Source passage —
Firemen's Ins. Co. of Newark, New Jersey v. Pugh
Decision Date | 11 October 1996 |
Parties | FIREMEN'S INSURANCE COMPANY OF NEWARK, NEW JERSEY v. Jennie W. PUGH, conservator of the estate of Genevieve M. Sherman, an incapacitated person. 2950554. |
Court | Alabama Court of Civil Appeals |
Fred K. Granade and L. Brian Chunn of Stone, Granade & Crosby, P.C., Bay Minette, for Appellant.
Lionel C. Williams, Mobile, for Appellee.
RICHARD L. HOLMES, Retired Appellate Judge.
This case involves the enforcement of a suretyship contract.
Firemen's Insurance Company of Newark, New Jersey (surety), appeals from a final judgment entered by the Probate Court of Mobile County in the amount of $61,472.40. The following facts are undisputed: On July 27, 1992, the Probate Court of Mobile County appointed Jennie W. Pugh as the guardian and conservator over the estate of Genevieve M. Sherman, an incapacitated person (ward). Thereafter, Pugh filed a bond in the amount of $63,000, pursuant to Ala.Code 1975, § 26-2A-139, which requires a conservator "to furnish a bond payable to the judge of probate conditioned upon faithful discharge of all duties of the trust according to law, with sureties as it shall specify." The bond named Pugh as the principal and Firemen's as the surety. At all times relevant to the probate proceedings, Pugh employed, and was represented by, an attorney.

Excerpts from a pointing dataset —
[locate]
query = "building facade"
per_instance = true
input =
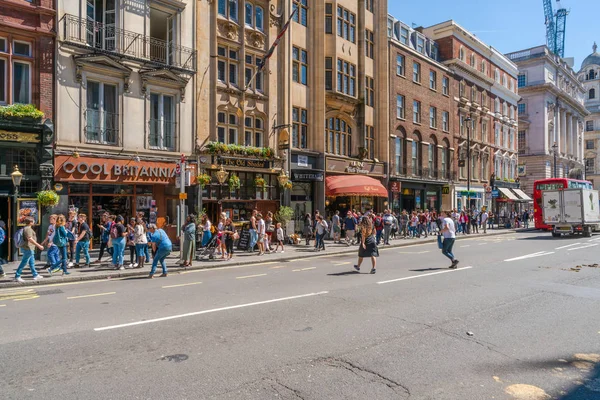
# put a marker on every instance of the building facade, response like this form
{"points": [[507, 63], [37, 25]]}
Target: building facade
{"points": [[319, 107], [484, 95], [126, 105], [551, 117], [589, 76], [26, 77], [421, 121]]}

Exercise requirements — Please pick up the court opinion on the conservator's surety bond where it stops, and continue it.

Result of this exercise —
In September 1992 Pugh's attorney directed her to withdraw the ward's funds, which were on deposit at Central Bank, and to endorse them over to him for the purpose of reinvesting them with AmSouth Bank, which offered a higher rate of interest. Pugh complied with this request and transferred the monies to her attorney via a cashier's check, which was endorsed "for deposit only." Approximately two years later, the attorney died of a self-inflicted gunshot wound. Pugh, upon learning of the death, discovered that the monies were not on deposit at AmSouth Bank. In fact, the attorney converted the monies to his own use.
On November 8, 1994, Pugh filed a conservator's motion for accounting by surety, wherein she alleged that she suffered a loss of her ward's funds due to her attorney's misfeasance.
On July 12, 1995, the probate court entered an order, which stated in pertinent part:
(Emphasis in original.)
On December 27, 1995, the court entered a final judgment against the surety in the amount of $61,472.40.
The surety appeals.
The dispositive issue is whether the probate court erred in finding the surety on the bond liable for the wrongful acts committed by Pugh's attorney.
Initially, we would note that in a non-jury case, the trial judge, or the probate judge in this instance, is the finder of fact and that a presumption of correctness attaches to his findings and to the judgment based on those findings. Clardy v. Capital City Asphalt Co., 477 So.2d 350 (Ala.1985). The resulting judgment will not be disturbed on appeal unless it is manifestly unjust, palpably wrong, or without supporting evidence. Id. at 352.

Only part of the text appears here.